→ Text for analysis
- - - -

ME 420: Applied Electrochemistry at Micro- and Nanoscale

Applied electrochemistry with a focus on energy conversion and storage. Basic concepts of thermodynamics, electrochemistry, and first principal calculations are presented, of which today's fundamentals of electrochemical energy conversion/storage are built. Conventional as well as advanced Li battery concepts/systems and their applications will be a main subject area. intercalation and conversion cathode and anode material families will be introduced and electrochemical function/challenges for energy storage of these materials will be highlighted. Conventional electrolyte materials such as carbonate based liquid electrolyte system and advanced solid-state material will be a topic in class.
Terms: Sum | Units: 3 | Grading: Letter or Credit/No Credit

ME 421: European Entrepreneurship and Innovation Thought Leaders Seminar

Lessons from real-world experiences and challenges in European startups, corporations, universities, non-profit research institutes and venture finance organizations. Speakers include entrepreneurs, leaders from global technology companies, university researchers, venture capitalists, legal experts, senior policy makers and other guests from selected European countries and regions. Geographic scope encompasses Ireland to Russia, and Scandinavia to the Mediterranean region. Enrollment open to undergraduates and graduates in any school or department at Stanford.

- - - -

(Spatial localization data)
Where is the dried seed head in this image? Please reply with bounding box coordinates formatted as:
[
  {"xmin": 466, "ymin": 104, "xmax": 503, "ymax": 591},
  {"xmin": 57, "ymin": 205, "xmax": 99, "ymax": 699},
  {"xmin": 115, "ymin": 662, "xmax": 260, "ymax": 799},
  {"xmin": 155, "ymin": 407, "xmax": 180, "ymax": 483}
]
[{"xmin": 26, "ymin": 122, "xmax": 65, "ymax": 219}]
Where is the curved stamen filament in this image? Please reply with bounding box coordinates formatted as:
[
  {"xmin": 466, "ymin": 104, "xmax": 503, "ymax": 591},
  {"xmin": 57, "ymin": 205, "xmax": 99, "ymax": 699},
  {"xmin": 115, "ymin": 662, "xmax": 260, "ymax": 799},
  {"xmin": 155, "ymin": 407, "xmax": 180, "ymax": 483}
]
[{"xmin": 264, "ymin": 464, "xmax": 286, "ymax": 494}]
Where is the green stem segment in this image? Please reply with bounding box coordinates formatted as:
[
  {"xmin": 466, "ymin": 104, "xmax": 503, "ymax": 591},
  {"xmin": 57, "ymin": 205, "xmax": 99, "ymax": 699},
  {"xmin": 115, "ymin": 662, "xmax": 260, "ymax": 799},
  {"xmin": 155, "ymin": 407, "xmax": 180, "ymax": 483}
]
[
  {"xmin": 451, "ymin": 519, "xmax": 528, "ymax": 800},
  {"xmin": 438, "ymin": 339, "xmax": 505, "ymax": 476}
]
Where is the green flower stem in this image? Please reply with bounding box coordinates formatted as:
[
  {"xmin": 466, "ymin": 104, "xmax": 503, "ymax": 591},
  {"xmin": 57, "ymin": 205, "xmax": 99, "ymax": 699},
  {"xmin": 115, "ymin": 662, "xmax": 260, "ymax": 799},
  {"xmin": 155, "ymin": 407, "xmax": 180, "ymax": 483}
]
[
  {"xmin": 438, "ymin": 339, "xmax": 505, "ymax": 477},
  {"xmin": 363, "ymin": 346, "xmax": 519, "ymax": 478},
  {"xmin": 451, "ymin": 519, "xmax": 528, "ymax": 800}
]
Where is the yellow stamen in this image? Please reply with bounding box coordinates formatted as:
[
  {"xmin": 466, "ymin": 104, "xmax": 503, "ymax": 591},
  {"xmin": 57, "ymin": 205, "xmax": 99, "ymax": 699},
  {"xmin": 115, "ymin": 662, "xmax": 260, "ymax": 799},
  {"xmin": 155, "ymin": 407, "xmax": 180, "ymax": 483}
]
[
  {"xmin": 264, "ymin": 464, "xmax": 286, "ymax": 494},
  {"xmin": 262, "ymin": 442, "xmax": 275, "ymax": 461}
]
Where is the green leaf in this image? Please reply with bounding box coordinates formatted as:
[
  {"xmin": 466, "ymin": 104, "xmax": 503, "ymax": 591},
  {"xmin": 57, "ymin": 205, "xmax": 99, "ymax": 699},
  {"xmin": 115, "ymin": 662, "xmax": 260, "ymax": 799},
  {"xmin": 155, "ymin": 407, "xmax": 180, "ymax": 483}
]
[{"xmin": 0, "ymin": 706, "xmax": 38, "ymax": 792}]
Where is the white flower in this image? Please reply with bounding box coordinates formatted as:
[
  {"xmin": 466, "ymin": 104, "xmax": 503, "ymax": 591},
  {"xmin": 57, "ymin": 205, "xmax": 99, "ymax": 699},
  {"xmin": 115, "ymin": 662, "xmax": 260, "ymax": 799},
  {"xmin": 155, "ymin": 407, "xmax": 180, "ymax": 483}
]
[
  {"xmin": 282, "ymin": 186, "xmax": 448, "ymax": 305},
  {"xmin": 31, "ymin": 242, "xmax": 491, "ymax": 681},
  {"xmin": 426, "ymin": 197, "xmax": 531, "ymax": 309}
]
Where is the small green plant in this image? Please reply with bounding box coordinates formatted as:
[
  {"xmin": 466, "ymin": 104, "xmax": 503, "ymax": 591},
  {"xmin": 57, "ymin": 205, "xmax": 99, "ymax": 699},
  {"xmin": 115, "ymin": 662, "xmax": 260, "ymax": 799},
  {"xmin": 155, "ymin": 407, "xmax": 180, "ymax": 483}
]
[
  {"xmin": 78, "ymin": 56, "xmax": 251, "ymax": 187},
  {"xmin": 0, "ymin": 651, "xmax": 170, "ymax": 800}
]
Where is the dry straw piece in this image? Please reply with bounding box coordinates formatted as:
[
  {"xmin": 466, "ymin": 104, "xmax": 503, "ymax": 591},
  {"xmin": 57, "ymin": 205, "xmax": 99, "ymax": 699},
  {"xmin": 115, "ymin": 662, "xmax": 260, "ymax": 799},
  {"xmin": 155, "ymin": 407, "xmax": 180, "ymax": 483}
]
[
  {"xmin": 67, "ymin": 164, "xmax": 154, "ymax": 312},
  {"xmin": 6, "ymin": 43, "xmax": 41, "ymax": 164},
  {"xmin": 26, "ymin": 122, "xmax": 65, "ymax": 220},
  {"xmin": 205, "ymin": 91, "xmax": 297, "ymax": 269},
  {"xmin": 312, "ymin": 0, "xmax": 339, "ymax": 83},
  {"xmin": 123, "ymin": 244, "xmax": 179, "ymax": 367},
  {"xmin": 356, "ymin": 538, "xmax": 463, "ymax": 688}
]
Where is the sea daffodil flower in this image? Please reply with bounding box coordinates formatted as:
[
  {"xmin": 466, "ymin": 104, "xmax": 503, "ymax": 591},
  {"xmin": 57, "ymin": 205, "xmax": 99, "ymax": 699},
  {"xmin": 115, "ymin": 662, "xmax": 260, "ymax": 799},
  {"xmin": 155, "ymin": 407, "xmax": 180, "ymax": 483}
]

- - - -

→ Work order 1
According to the course descriptions above, why does ME 420 present its basic concepts of thermodynamics and electrochemistry? Answer in one to three sentences.
→ Work order 2
Answer these questions from the course descriptions:
(a) How many units is ME 420?
(b) What geographic scope does ME 421 cover?
(c) Who may enroll in ME 421?

→ Exercise output 1
ME 420 presents these concepts because today's fundamentals of electrochemical energy conversion and storage are built on them.

→ Exercise output 2
(a) 3 units.
(b) Ireland to Russia, and Scandinavia to the Mediterranean region.
(c) Undergraduates and graduates in any school or department at Stanford.